- _DATA SHOWN_:

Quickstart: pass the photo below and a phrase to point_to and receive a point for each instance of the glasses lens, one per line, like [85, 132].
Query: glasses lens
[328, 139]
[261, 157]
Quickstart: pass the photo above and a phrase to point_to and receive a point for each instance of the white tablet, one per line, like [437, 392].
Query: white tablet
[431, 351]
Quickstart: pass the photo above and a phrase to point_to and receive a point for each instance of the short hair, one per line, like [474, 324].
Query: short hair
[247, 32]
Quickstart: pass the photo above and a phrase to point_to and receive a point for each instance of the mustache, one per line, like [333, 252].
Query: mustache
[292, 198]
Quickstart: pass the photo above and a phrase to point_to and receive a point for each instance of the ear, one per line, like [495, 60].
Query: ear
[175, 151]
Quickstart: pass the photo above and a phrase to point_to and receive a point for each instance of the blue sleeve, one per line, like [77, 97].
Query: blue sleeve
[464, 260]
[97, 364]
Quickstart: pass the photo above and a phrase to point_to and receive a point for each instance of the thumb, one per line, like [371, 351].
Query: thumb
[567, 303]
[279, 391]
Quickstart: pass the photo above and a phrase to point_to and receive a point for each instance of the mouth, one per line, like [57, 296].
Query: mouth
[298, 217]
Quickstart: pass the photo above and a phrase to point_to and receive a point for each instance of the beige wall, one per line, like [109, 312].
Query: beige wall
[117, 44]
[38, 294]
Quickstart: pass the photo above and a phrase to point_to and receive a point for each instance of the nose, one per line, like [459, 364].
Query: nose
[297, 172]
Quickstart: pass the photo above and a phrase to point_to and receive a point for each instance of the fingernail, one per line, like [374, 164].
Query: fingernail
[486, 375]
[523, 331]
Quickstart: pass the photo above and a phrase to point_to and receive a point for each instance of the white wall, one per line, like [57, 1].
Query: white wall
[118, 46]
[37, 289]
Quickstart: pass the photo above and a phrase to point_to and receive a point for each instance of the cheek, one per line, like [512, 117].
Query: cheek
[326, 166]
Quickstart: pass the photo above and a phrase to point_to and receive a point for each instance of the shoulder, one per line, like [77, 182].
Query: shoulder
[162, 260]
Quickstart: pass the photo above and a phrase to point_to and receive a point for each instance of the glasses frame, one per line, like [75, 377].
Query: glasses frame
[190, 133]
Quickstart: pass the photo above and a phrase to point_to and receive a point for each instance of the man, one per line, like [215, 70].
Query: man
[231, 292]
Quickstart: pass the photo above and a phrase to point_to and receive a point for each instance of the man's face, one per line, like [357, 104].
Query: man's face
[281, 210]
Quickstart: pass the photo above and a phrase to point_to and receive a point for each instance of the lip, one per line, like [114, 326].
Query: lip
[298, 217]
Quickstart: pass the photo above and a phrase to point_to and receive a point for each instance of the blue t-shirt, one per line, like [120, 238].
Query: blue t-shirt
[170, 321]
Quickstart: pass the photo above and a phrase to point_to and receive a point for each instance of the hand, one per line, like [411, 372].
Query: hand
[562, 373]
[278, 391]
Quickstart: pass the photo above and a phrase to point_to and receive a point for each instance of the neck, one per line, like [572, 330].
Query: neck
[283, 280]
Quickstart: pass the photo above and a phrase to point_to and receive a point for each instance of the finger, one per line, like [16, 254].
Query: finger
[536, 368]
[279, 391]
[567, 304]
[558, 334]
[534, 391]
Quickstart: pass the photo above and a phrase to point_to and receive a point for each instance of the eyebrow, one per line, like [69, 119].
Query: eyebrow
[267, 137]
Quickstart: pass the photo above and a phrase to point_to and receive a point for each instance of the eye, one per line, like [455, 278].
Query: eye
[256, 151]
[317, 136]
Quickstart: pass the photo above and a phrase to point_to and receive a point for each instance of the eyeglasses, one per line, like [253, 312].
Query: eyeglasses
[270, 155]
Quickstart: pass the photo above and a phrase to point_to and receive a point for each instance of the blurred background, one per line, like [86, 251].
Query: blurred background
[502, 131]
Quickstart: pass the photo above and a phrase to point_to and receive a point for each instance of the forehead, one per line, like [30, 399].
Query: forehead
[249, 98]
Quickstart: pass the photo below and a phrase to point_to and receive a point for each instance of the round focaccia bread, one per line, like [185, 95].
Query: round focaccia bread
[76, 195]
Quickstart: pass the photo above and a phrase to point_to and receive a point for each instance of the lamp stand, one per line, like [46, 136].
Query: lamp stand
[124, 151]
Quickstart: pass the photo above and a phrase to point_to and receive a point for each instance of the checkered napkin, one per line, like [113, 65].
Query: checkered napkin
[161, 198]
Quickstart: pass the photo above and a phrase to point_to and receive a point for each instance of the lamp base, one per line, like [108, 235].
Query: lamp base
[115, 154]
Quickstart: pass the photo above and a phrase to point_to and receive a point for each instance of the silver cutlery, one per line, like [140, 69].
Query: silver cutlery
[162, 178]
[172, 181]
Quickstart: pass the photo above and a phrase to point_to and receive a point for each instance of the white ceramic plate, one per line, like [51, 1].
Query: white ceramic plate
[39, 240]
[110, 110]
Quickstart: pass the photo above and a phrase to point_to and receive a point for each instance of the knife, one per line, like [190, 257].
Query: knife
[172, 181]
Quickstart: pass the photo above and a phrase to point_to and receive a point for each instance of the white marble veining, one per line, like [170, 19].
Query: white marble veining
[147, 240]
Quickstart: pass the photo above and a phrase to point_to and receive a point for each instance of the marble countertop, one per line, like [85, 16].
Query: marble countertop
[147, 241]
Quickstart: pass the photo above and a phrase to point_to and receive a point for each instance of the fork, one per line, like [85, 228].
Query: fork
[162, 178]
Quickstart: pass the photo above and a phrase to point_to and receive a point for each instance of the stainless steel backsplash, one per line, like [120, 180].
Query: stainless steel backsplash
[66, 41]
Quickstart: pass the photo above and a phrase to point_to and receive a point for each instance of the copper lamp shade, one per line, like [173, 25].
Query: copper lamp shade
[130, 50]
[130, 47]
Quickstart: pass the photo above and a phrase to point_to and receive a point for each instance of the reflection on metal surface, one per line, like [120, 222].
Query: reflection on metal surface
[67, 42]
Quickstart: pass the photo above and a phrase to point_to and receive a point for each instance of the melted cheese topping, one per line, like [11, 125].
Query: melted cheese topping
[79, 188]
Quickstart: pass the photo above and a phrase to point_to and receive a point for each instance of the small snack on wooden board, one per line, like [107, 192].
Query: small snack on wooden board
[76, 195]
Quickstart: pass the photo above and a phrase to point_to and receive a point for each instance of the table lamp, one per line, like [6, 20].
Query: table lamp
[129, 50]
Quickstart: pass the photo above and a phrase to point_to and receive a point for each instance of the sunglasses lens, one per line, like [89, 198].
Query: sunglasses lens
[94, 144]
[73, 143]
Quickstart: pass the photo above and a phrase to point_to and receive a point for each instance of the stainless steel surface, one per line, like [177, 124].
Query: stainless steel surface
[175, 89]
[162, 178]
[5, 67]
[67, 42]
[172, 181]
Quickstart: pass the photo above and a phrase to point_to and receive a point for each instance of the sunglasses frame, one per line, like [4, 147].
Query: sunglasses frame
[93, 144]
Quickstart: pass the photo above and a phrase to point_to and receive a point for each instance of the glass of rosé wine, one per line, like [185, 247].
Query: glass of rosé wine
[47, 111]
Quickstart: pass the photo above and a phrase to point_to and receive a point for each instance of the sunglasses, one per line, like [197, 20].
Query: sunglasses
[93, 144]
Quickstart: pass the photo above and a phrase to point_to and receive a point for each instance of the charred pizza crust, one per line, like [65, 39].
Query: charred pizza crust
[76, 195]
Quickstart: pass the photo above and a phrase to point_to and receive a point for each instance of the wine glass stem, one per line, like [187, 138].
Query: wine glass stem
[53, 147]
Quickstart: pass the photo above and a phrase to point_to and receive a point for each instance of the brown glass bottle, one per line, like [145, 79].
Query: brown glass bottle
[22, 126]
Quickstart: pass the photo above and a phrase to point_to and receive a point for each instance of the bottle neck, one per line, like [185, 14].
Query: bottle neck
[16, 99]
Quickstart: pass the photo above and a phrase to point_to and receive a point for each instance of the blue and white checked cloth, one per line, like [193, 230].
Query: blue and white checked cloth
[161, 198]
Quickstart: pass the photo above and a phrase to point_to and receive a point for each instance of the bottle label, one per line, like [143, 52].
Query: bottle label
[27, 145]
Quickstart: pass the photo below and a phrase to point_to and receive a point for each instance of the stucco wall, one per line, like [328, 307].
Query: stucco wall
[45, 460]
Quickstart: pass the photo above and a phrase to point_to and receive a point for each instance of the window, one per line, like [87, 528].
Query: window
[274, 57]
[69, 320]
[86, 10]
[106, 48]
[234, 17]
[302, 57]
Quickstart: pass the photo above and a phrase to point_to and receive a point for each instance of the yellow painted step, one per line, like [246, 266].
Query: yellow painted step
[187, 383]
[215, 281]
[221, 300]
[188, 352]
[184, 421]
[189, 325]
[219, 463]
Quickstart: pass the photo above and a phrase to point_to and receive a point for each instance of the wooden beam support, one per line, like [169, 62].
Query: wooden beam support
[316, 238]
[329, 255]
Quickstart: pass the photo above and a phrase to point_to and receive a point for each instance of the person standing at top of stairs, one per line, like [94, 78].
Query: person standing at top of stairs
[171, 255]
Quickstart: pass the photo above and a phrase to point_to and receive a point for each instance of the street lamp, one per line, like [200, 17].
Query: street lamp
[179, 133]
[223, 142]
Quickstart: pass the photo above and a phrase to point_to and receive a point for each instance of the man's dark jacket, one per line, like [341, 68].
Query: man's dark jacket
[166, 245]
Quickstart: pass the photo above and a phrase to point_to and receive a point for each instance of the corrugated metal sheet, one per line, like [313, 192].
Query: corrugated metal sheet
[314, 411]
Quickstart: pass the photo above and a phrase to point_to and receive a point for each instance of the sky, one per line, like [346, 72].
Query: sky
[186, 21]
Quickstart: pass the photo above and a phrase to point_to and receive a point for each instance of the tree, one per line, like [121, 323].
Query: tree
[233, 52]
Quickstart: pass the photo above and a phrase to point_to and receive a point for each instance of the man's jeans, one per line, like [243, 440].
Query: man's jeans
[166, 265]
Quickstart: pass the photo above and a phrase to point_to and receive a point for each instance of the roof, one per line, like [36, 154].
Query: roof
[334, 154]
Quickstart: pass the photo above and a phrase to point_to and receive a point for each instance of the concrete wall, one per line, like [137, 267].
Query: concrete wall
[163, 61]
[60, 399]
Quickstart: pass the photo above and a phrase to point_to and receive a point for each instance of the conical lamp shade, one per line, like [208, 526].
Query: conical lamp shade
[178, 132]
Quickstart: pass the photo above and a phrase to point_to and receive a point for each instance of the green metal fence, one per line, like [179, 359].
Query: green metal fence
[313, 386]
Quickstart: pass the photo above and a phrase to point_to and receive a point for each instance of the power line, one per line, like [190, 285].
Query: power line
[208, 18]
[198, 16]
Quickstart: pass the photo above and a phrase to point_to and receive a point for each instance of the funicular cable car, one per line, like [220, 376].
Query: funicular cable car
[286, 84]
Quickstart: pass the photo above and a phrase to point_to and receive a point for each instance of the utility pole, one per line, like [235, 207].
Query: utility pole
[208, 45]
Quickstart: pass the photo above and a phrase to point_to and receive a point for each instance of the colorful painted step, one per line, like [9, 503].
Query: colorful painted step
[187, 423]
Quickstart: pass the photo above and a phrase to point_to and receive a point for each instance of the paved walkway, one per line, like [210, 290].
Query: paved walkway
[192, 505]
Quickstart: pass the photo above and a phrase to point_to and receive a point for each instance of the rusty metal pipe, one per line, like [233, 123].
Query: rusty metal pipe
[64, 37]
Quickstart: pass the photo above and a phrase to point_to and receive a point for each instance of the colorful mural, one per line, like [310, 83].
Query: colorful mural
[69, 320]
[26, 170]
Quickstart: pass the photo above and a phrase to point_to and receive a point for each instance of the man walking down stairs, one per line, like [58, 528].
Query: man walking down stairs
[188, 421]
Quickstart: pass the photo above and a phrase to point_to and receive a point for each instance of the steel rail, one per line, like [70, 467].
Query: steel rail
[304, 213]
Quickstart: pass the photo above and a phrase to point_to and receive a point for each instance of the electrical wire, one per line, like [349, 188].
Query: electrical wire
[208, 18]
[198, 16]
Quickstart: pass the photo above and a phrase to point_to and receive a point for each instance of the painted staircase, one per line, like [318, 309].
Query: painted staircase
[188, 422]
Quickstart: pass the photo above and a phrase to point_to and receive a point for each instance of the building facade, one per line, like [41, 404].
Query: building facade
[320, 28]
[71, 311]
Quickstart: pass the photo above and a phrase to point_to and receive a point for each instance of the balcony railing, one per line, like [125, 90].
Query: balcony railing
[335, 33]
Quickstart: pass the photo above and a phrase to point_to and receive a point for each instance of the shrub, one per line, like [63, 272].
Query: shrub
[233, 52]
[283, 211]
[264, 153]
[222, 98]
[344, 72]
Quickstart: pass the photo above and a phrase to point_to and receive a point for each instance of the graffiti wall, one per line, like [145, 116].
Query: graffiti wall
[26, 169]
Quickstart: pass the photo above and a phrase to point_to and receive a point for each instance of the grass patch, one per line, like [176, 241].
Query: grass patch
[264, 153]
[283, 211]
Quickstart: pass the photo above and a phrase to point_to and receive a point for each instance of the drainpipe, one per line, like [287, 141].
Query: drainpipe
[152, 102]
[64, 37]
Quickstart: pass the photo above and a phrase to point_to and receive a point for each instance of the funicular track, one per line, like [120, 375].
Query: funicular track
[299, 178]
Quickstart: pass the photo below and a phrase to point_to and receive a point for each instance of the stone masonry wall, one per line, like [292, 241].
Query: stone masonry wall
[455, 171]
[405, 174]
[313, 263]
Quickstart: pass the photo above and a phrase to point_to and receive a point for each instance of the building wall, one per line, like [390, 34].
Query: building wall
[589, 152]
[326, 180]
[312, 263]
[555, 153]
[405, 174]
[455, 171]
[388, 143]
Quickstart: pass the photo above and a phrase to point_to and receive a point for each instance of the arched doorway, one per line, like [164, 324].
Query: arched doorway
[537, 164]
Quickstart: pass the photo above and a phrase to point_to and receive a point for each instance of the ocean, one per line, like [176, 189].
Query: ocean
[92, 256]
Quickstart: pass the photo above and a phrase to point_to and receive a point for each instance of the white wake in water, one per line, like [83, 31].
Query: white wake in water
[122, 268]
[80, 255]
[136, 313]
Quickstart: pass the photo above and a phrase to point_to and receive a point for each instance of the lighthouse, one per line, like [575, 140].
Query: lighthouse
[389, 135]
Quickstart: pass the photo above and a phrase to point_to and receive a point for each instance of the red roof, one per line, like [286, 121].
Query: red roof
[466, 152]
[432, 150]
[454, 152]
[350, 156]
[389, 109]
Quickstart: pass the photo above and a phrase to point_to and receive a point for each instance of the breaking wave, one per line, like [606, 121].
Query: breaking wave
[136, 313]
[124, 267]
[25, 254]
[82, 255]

- _PROBLEM TO SOLVE_: Scan the data above for the word "below", then copy every line that holds it.

- _RESPONSE TO THE EXERCISE_:
Quickstart: pass the photo below and a phrase to point_to and receive a point for each instance of the glasses lens, one per line, like [85, 132].
Quickstart: pass the photo below and a phrase to point_to and receive a point for each instance of the round focaccia bread, one per line, like [185, 95].
Quickstart: pass the photo below and a phrase to point_to and receive a point for each instance of the stucco wall, one per line, like [328, 307].
Quickstart: pass the photo below and a phrase to point_to and receive a point for each instance of the stone masonry wall, one per line, like [292, 241].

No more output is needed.